- **Short problem**
Quote the listing in full, exactly as given, minus any pictures.
┌─ Provided data
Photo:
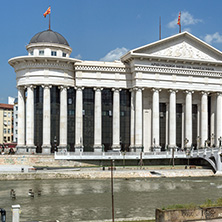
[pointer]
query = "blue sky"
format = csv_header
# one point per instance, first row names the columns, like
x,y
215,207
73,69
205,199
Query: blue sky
x,y
101,29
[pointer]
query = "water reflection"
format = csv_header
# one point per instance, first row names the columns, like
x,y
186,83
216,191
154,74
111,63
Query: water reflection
x,y
82,200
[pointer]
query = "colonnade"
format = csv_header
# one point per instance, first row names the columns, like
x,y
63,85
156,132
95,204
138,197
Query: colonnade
x,y
26,119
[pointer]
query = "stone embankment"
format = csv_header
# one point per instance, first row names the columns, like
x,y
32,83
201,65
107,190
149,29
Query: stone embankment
x,y
20,167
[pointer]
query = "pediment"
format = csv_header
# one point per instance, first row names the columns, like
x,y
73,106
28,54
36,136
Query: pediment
x,y
183,46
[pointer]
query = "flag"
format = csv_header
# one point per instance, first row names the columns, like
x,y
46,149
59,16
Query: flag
x,y
178,22
48,11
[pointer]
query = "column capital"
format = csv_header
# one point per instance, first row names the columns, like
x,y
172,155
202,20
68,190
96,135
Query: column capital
x,y
156,90
116,89
20,87
138,88
30,86
98,89
79,88
204,93
47,86
173,90
188,91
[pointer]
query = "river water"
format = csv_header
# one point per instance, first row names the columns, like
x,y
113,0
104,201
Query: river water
x,y
85,200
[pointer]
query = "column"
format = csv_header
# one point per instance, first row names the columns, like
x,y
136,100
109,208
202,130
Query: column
x,y
156,120
213,119
132,121
188,119
98,120
218,119
138,119
30,120
21,120
204,119
63,120
167,126
116,120
79,120
46,146
172,119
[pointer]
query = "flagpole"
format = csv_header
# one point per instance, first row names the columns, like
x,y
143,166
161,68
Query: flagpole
x,y
49,22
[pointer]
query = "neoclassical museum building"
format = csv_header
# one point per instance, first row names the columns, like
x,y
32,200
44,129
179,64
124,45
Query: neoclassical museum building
x,y
163,95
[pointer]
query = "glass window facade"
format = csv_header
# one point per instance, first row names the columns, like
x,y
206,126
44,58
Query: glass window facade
x,y
55,116
71,103
125,97
88,119
38,117
107,118
162,115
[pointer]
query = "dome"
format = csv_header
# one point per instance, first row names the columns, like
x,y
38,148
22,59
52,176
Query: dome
x,y
49,36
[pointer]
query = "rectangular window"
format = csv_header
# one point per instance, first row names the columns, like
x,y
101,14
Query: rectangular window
x,y
53,53
41,52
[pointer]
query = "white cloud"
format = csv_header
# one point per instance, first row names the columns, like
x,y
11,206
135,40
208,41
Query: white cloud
x,y
216,37
78,56
186,19
114,54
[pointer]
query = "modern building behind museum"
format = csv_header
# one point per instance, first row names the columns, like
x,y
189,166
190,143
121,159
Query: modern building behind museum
x,y
165,94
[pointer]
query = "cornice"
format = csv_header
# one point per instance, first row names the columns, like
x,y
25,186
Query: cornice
x,y
180,71
102,68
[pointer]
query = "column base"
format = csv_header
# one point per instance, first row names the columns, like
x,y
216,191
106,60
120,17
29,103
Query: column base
x,y
156,148
21,150
79,148
97,149
138,148
46,149
116,148
62,149
31,149
132,149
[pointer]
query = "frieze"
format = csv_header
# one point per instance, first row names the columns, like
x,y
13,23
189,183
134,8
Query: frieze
x,y
101,68
177,71
47,65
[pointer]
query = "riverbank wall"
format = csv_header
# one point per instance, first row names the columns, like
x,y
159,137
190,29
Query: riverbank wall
x,y
104,174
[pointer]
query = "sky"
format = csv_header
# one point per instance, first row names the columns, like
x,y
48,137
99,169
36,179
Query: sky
x,y
101,29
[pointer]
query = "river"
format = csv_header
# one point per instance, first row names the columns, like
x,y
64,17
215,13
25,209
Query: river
x,y
83,200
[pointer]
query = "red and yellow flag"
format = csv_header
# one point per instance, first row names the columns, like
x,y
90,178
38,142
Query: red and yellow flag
x,y
48,11
178,22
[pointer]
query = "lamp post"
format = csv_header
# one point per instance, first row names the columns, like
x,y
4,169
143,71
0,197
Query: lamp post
x,y
220,140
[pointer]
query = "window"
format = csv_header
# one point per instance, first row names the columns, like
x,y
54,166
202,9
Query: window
x,y
53,53
41,52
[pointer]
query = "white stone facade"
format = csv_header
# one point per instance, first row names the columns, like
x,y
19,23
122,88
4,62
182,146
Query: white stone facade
x,y
181,72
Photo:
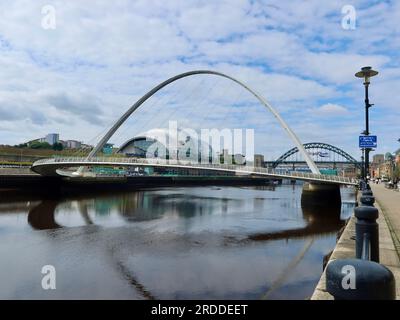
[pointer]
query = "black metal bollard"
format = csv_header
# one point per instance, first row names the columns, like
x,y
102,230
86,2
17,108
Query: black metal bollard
x,y
367,192
366,224
367,200
354,279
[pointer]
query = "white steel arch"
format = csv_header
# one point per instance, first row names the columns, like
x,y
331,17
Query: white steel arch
x,y
138,103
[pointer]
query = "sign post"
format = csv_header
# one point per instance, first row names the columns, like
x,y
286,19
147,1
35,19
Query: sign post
x,y
367,142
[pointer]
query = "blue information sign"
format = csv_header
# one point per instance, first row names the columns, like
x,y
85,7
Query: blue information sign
x,y
367,142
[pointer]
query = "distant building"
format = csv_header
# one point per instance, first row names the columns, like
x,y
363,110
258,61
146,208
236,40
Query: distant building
x,y
259,160
108,148
73,144
159,143
52,138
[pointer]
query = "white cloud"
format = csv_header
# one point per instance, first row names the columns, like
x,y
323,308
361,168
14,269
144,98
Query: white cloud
x,y
331,109
104,56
└─
- **Exercise output**
Photo:
[pointer]
query = "blue sky"
format = csv_header
# one point per instance, first row names the columns, like
x,y
215,207
73,69
205,199
Query: blue sky
x,y
101,29
[pointer]
query = "water reflection"
format = csv_header
# one point per instance, first row names the columns, like
x,y
186,83
216,191
154,74
111,63
Query: water reflection
x,y
82,200
[pointer]
query = "colonnade"
format = csv_header
# one point per instance, first row names the columns, like
x,y
63,85
156,132
95,204
138,197
Query: colonnade
x,y
26,119
[pointer]
query = "stone embankment"
format = csv_header
# one point per instance, first row names the columns, like
x,y
32,83
201,65
107,190
149,29
Query: stone embankment
x,y
20,167
[pointer]
query = "pediment"
format = csv_header
# one point per instance, first row names the columns, like
x,y
73,106
28,54
36,136
Query: pediment
x,y
183,46
[pointer]
query = "flag"
format = csv_header
# one point per instance, first row names the columns, like
x,y
46,149
59,16
Query: flag
x,y
178,22
48,11
[pointer]
query = "column capital"
format = csv_header
# one point per instance, first row names the columns, like
x,y
172,155
202,20
68,190
96,135
Query: column capital
x,y
156,90
116,89
20,87
138,88
30,86
98,89
79,88
204,93
47,86
173,90
188,91
[pointer]
query = "river water"
format = csv_header
# one point per instance, first row names the columns, like
x,y
113,0
104,201
Query: river water
x,y
85,200
[pointer]
query = "column"
format = csv_header
# one point per instance, first row names the columns, like
x,y
136,100
109,208
202,130
Query: column
x,y
156,120
213,119
132,121
188,119
98,120
218,119
138,119
30,120
21,120
204,119
63,120
167,126
116,120
79,120
46,146
172,119
[pointer]
query = "flagpole"
format = csv_header
# one point per instance, first row names the columns, like
x,y
143,166
161,68
Query: flagpole
x,y
49,22
[pointer]
query = "neoclassical museum building"
format = csv_header
# one point per instance, first row names the columns, like
x,y
32,200
44,129
179,64
124,45
Query: neoclassical museum building
x,y
163,95
[pointer]
query = "glass window facade"
format = csv_header
# one point per instance, first row names the columns, like
x,y
206,126
44,58
Query: glass window facade
x,y
55,116
71,103
125,97
88,119
38,117
107,118
162,115
[pointer]
query = "dome"
format = csv_header
# one point per instance, first row names the columns, like
x,y
38,148
22,59
52,176
Query: dome
x,y
49,36
[pointer]
query = "rectangular window"
format = csv_header
# one point per instance, first row names the columns, like
x,y
101,14
Query: rectangular window
x,y
53,53
41,52
[pointer]
query = "white cloud"
format = csv_header
# one point per instance, first row names the columns, like
x,y
11,206
135,40
208,41
Query: white cloud
x,y
216,37
78,56
186,19
114,54
[pointer]
query = "modern building behind museum"
format = csv_header
# one point per instance, first row names the columns, like
x,y
189,166
190,143
121,159
Query: modern building behind museum
x,y
165,94
[pointer]
query = "cornice"
format = csv_header
# one point per instance, first row names the columns, like
x,y
25,186
Query: cornice
x,y
180,71
102,68
[pointer]
query = "column base"
format = csv_header
# one point per instance, first row names the columns, like
x,y
216,191
106,60
120,17
29,103
Query: column base
x,y
156,148
21,150
79,148
97,149
138,148
46,149
116,148
62,149
31,149
132,149
[pointer]
query = "frieze"
format = csv_header
# one point per instance, first row names the columns, like
x,y
13,23
189,183
134,8
Query: frieze
x,y
101,68
177,71
47,65
[pointer]
query = "riverbank wall"
format = csv_header
# one point per instance, first row names the columns, like
x,y
159,137
190,29
Query: riverbank wall
x,y
104,174
[pointer]
query = "sky"
format = csv_header
# one point per instance, first row names the columns, like
x,y
48,137
99,169
36,179
Query: sky
x,y
101,29
[pointer]
query = "river"
format = csv_header
# one point per instance, first row names the columns, like
x,y
64,17
215,13
25,209
Query: river
x,y
83,200
[pointer]
query = "red and yellow flag"
format = csv_header
# one point per instance, first row names the columns, like
x,y
90,178
38,142
Query: red and yellow flag
x,y
48,11
178,22
[pointer]
query = "lamp post"
format = csv_header
# one point per instance, first row names the columns, like
x,y
4,169
143,71
0,197
Query: lamp post
x,y
220,140
[pointer]
query = "window"
format = csv_header
# one point per instance, first row names the columns, like
x,y
54,166
202,9
Query: window
x,y
53,53
41,52
[pointer]
query = "white stone facade"
format = csv_header
# one point per instance, first row names the columns, like
x,y
19,23
122,88
4,62
182,146
Query: white stone facade
x,y
181,72
Photo:
[pointer]
query = "black metal bollard"
format = csv_header
# one point per instance, first row names the columns, like
x,y
102,230
86,2
17,108
Query: black metal bollard
x,y
367,192
366,224
367,200
354,279
[pointer]
query = "white steel arch"
format = csv_header
# one point per instance, first row names the columns, like
x,y
331,17
Query: white steel arch
x,y
138,103
[pointer]
query = "sign post"
format = csv_header
# one point per instance, first row names the columns, like
x,y
286,19
147,1
35,19
Query: sign post
x,y
367,142
[pointer]
query = "blue information sign"
format = csv_header
# one point per instance, first row names the columns, like
x,y
85,7
Query: blue information sign
x,y
367,142
[pointer]
query = "distant building"
format = csv_header
# one point per instance, first row names the columns, like
x,y
363,110
258,61
146,208
236,40
Query: distant building
x,y
259,160
108,148
73,144
159,143
52,138
[pointer]
query = "white cloud"
format = csv_header
# one point per instance, first row names the columns, like
x,y
323,308
361,168
14,269
144,98
Query: white cloud
x,y
331,109
104,56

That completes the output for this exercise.